## Short problem:
Reproduce the stretch of the data below from the line containing "Flashcard task. Put a dot on each instance of the rolled-up" through the end of the data, requests included, but scale every x and y coordinate in the answers by 1.9 and round to whole numbers, with halves rounded up. Leave the sample coordinates inside the requests unchanged.

[start Task material]

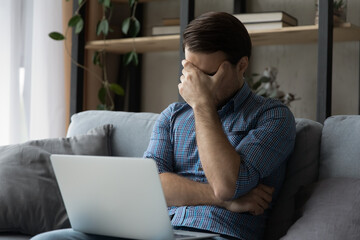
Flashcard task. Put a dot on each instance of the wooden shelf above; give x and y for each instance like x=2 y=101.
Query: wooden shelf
x=142 y=44
x=283 y=36
x=302 y=35
x=140 y=1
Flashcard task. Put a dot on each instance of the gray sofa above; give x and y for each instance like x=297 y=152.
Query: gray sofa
x=320 y=198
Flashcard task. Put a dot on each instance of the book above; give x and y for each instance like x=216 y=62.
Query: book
x=171 y=21
x=279 y=16
x=165 y=30
x=266 y=25
x=170 y=30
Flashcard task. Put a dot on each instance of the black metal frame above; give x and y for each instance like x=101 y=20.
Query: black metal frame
x=77 y=74
x=325 y=55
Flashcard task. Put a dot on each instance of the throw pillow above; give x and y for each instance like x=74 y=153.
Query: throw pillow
x=332 y=211
x=30 y=199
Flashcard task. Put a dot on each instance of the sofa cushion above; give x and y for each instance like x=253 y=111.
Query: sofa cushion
x=131 y=134
x=302 y=169
x=332 y=211
x=339 y=154
x=30 y=200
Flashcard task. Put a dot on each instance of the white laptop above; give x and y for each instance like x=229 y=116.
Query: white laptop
x=116 y=196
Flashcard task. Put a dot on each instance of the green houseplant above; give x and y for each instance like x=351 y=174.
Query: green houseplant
x=130 y=28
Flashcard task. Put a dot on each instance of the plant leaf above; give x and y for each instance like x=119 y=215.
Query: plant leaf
x=74 y=20
x=96 y=58
x=264 y=79
x=101 y=107
x=79 y=26
x=134 y=27
x=256 y=85
x=107 y=3
x=131 y=3
x=126 y=26
x=117 y=89
x=128 y=58
x=135 y=60
x=56 y=36
x=102 y=95
x=102 y=27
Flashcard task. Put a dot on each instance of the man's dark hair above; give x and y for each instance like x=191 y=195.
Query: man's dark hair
x=218 y=31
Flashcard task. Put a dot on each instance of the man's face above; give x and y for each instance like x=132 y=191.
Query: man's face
x=209 y=65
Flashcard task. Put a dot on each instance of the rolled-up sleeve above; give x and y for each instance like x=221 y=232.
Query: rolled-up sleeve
x=160 y=147
x=265 y=148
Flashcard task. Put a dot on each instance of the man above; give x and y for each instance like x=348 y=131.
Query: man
x=215 y=151
x=222 y=153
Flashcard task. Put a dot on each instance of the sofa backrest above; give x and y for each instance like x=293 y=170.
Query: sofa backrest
x=302 y=169
x=131 y=133
x=340 y=152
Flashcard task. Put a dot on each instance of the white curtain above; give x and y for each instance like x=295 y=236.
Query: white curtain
x=31 y=71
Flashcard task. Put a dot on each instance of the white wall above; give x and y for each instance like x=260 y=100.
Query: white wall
x=297 y=64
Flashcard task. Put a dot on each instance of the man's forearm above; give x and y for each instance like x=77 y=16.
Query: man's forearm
x=180 y=191
x=218 y=157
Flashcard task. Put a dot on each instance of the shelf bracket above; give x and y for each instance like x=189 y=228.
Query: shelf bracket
x=325 y=48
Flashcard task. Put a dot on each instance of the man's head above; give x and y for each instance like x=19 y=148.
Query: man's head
x=217 y=50
x=218 y=31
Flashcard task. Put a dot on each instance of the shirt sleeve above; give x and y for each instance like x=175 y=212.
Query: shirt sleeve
x=160 y=147
x=265 y=148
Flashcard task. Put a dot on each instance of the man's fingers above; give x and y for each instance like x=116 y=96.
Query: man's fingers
x=222 y=70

[end Task material]

## Response for this exercise:
Flashcard task. Put a dot on each instance of the rolled-up sleeve above; give x and y for each instance like x=221 y=232.
Query: rolled-up sleeve
x=304 y=279
x=504 y=281
Flashcard task. Put a dot on each instance of the man above; give x and y for each instance like x=348 y=131.
Query: man
x=409 y=287
x=422 y=291
Flashcard task. Put a dot on each instance of the sofa backrest above; give x and y for each instance like x=293 y=170.
Query: sofa backrest
x=574 y=321
x=249 y=253
x=646 y=289
Flashcard task. Put a dot on each instance of the white curtain above; give x and y for each instance like x=295 y=236.
Query: white curtain
x=59 y=135
Flashcard task. Put a dot on each instance of the white wall above; give x and y for each instance like x=260 y=100.
Query: white wall
x=564 y=122
Flashcard task. Put a dot on each instance of the man's forearm above; give x and y for each instance like x=77 y=16.
Query: man's forearm
x=342 y=363
x=414 y=298
Flashcard task. Put a dot on each instance of the shelf bracket above; give x and y for each instance like x=189 y=228.
Query: shelf bracket
x=618 y=91
Flashcard task. Put a dot on each instance of the man's head above; give x and y for each instance like x=19 y=148.
Query: man's head
x=412 y=95
x=414 y=59
Flashcard task. Put a dot on each instance of the shirt sleeve above; give x and y for each instance like x=175 y=212.
Query: shirt sleeve
x=304 y=279
x=504 y=281
Flashcard task. Put a dot on each instance of the man's fingers above; give x and y for each instance like x=116 y=96.
Query: man's fingers
x=422 y=133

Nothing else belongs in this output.